Passage given:

Calibre is expecting a HTML-page as URL. You passed the address of a GIF-image to calibre, which was interpredet as a HTML-page an produced the character garbage you've seen.

But I don't know how to "build the HTML myself". :-(

Maybe you know, pete? ;-)

Starson17 · 09-23-2011, 01:54 PM

Quote:

Originally Posted by macpablus

But I don't know how to "build the HTML myself". :-(

I'm following along. So far, a.peter's comments have been excellent, so I haven't posted anything. One comment I have is that you made it harder to help you by posting only a partial recipe. I suspect you were trying to simplify, but a solution to one part may complicate another part - as you know from the comments on keep_only.

It sort of sounds like you're worried about this interaction so posting the entire recipe would be good. I'm also not sure exactly where your problem is. You've posted about worrying that using keep_only for the articles will keep the wrong stuff for the comic strip page. That sounds like you've got the recipe working for the page with links to the feed(s) and the page with links to the articles and your only problem left is controlling any excess junk that appears with the strip without affecting the articles. If that's where you are, then there are many options. If you aren't at that point yet, then we need to get you there.

You may want to review BeautifulSoup, extract() and insert(). Those tools will let you modify a page as needed. You can postprocess_html, identify the page that has the comic strip and process it with BS to do whatever you need, including building a page entirely from scratch if that's needed.

macpablus · 09-23-2011, 03:18 PM

Quote:

Originally Posted by Starson17

One comment I have is that you made it harder to help you by posting only a partial recipe. I suspect you were trying to simplify, but a solution to one part may complicate another part - as you know from the comments on keep_only.

That's right, I was trying to simplify 'cause I didn't want to bother too much.

Sorry for that. Here's the entire (original) recipe, that in fact is included in the last version of Calibre:

Spoiler:

Code:

#!/usr/bin/env  python

__license__   = 'GPL v3'
__copyright__ = '2008, Kovid Goyal <kovid at kovidgoyal.net>'
'''
pagina12.com.ar
'''
import re

from calibre.web.feeds.news import BasicNewsRecipe
from calibre.ebooks.BeautifulSoup import Tag, NavigableString

class Pagina12(BasicNewsRecipe):

    title      = 'Pagina/12 - Edicion Impresa'
    __author__ = 'Pablo Marfil'
    description = 'Diario argentino'
    INDEX = 'http://www.pagina12.com.ar/diario/secciones/index.html'
    language = 'es'
    encoding              = 'cp1252'
    remove_tags_before = dict(id='fecha')
    remove_tags_after  = dict(id='fin')
    remove_tags        = [dict(id=['fecha', 'fin', 'pageControls','logo','logo_suple','fecha_suple','volver'])]
    masthead_url          = 'http://www.pagina12.com.ar/commons/imgs/logo-home.gif'
    no_stylesheets = True

    preprocess_regexps= [(re.compile(r'<!DOCTYPE[^>]+>', re.I), lambda m:'')]




    def get_cover_url(self):
        soup = self.index_to_soup('http://www.pagina12.com.ar/diario/principal/diario/index.html')

What this exercise asks:
• 1. Repeat the forum thread starting at "Calibre is expecting" and ending at "know, pete? ;-)", switching "HTML-page" to "web page".
• 2. In the recipe posted in the forum thread, what encoding is set?

Listed entries:

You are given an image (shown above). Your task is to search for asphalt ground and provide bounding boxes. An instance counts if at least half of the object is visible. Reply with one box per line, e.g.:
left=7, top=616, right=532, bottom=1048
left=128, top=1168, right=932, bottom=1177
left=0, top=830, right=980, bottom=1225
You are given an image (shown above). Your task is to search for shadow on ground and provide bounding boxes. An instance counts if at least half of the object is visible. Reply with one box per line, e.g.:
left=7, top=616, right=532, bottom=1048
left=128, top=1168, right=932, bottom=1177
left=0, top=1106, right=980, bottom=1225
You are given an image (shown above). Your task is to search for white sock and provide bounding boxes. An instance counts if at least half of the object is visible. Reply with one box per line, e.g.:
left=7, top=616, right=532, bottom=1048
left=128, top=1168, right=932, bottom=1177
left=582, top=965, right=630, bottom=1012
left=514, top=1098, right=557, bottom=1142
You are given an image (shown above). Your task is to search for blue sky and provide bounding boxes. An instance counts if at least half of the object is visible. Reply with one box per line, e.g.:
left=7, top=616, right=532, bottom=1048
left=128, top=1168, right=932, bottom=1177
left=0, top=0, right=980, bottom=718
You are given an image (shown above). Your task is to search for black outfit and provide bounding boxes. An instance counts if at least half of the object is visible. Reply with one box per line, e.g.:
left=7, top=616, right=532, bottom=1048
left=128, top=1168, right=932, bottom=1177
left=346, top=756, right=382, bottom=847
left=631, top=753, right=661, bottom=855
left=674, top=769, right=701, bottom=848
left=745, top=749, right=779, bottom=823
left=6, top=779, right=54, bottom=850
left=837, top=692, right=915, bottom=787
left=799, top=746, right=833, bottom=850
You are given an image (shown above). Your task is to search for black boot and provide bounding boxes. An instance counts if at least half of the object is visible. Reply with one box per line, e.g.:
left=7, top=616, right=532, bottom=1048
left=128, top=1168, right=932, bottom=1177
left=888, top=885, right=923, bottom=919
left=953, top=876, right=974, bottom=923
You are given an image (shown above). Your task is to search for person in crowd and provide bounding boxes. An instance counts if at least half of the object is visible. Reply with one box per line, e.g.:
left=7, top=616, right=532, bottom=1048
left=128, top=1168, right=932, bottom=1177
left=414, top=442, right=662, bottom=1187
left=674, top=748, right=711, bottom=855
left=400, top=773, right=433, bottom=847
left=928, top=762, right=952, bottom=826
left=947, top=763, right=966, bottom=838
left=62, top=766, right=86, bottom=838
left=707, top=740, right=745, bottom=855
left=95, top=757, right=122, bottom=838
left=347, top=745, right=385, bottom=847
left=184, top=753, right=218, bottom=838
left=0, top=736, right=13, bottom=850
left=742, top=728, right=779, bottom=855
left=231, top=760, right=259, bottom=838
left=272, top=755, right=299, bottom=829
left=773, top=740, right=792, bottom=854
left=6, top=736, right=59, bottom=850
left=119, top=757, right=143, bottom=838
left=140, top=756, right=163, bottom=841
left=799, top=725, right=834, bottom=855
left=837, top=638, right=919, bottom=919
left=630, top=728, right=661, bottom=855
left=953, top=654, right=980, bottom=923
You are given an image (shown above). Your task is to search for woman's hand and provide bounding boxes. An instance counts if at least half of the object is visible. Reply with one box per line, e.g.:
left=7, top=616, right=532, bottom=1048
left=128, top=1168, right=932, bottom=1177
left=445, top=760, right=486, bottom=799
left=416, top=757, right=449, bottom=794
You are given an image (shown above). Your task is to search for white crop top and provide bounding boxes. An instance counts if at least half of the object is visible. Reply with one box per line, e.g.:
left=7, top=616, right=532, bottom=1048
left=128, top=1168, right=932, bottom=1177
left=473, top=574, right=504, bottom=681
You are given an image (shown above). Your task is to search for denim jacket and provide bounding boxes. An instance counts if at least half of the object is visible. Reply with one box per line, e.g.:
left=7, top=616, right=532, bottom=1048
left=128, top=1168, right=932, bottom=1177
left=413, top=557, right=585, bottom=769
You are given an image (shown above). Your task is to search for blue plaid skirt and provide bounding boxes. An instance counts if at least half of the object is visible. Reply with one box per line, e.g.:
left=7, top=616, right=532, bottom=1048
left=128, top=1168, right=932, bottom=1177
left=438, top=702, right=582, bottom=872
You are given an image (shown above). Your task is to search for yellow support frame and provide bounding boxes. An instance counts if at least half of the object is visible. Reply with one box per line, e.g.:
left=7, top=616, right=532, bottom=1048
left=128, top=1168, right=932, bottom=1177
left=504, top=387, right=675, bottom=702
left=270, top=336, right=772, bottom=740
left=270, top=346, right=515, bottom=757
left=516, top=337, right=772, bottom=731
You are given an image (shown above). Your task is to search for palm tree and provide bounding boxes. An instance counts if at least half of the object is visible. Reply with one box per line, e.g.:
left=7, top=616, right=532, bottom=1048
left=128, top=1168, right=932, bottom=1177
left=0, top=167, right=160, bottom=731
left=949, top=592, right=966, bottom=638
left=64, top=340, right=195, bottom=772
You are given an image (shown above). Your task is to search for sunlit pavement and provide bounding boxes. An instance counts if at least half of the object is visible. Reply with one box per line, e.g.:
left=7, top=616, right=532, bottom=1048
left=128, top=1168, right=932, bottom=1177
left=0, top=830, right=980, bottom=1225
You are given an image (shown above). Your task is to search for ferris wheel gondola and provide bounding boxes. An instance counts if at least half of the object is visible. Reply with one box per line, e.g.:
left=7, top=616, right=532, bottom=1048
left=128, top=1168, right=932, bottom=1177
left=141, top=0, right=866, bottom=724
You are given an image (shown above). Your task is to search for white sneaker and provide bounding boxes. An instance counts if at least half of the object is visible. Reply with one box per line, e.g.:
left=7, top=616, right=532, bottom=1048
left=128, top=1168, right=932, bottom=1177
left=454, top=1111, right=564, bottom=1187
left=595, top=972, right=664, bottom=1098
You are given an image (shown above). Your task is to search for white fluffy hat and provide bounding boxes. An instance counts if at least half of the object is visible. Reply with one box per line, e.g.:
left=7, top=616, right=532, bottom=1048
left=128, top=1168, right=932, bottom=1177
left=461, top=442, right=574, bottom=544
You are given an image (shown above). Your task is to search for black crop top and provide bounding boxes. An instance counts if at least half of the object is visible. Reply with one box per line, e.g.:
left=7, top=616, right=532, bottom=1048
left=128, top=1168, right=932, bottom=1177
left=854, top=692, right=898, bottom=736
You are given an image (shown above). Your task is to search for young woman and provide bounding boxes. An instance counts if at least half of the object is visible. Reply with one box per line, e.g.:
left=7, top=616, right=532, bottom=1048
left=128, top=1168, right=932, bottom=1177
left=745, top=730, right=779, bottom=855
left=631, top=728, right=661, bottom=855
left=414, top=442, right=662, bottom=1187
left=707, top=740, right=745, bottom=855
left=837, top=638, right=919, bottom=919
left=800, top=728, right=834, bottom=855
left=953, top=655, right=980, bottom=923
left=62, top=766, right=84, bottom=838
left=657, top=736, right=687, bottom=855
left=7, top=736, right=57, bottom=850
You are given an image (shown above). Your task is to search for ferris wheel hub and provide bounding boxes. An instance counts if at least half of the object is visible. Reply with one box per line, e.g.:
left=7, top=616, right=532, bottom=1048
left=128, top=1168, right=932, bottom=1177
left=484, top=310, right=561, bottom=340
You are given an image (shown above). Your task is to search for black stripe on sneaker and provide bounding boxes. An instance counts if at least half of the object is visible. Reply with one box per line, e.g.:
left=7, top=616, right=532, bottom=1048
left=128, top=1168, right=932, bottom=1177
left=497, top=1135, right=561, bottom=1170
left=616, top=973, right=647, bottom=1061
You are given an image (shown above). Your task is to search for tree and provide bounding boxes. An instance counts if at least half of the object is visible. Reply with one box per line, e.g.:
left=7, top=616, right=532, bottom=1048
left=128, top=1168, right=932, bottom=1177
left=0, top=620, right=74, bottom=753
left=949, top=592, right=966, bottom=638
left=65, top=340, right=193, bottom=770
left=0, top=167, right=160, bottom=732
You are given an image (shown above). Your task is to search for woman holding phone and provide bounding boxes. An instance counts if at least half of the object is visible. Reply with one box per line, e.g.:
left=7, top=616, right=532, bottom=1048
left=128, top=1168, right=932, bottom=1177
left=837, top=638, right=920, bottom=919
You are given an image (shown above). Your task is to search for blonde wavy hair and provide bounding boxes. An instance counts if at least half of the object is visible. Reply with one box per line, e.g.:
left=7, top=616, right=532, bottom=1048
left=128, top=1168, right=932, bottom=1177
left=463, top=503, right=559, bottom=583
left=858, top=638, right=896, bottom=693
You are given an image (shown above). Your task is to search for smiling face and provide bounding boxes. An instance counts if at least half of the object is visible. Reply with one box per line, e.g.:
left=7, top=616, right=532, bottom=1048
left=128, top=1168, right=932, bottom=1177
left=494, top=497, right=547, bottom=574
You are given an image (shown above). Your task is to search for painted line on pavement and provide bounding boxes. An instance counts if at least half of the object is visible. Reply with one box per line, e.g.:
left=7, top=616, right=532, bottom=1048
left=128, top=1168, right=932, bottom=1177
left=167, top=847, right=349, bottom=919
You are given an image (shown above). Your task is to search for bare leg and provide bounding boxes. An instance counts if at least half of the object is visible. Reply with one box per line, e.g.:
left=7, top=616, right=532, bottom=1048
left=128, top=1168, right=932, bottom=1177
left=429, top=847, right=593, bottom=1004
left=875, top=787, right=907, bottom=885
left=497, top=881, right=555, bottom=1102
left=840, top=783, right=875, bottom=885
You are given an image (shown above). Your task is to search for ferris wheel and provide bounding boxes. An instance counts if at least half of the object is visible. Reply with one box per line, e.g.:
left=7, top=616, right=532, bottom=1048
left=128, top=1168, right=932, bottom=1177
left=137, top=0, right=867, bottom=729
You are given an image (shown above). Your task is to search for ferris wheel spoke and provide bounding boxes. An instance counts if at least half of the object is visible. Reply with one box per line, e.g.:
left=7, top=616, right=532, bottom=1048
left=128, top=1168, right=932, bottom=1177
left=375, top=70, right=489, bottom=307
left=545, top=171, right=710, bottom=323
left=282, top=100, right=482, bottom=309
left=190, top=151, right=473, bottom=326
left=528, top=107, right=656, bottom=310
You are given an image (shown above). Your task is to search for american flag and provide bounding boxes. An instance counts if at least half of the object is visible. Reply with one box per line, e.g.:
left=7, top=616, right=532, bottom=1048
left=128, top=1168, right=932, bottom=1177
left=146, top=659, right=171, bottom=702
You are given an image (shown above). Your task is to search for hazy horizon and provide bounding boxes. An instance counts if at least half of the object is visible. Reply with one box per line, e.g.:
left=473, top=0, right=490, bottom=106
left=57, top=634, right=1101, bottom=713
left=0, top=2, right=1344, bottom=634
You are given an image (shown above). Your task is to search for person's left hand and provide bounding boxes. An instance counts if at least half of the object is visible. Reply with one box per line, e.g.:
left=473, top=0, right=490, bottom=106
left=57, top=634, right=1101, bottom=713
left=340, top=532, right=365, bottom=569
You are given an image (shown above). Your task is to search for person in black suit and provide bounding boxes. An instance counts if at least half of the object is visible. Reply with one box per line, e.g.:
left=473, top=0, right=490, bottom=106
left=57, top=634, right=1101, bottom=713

Answers in order:
• 1.
Calibre is expecting a web page as URL. You passed the address of a GIF-image to calibre, which was interpredet as a web page an produced the character garbage you've seen.

But I don't know how to "build the HTML myself". :-(

Maybe you know, pete? ;-)

• 2. The encoding is set to 'cp1252'.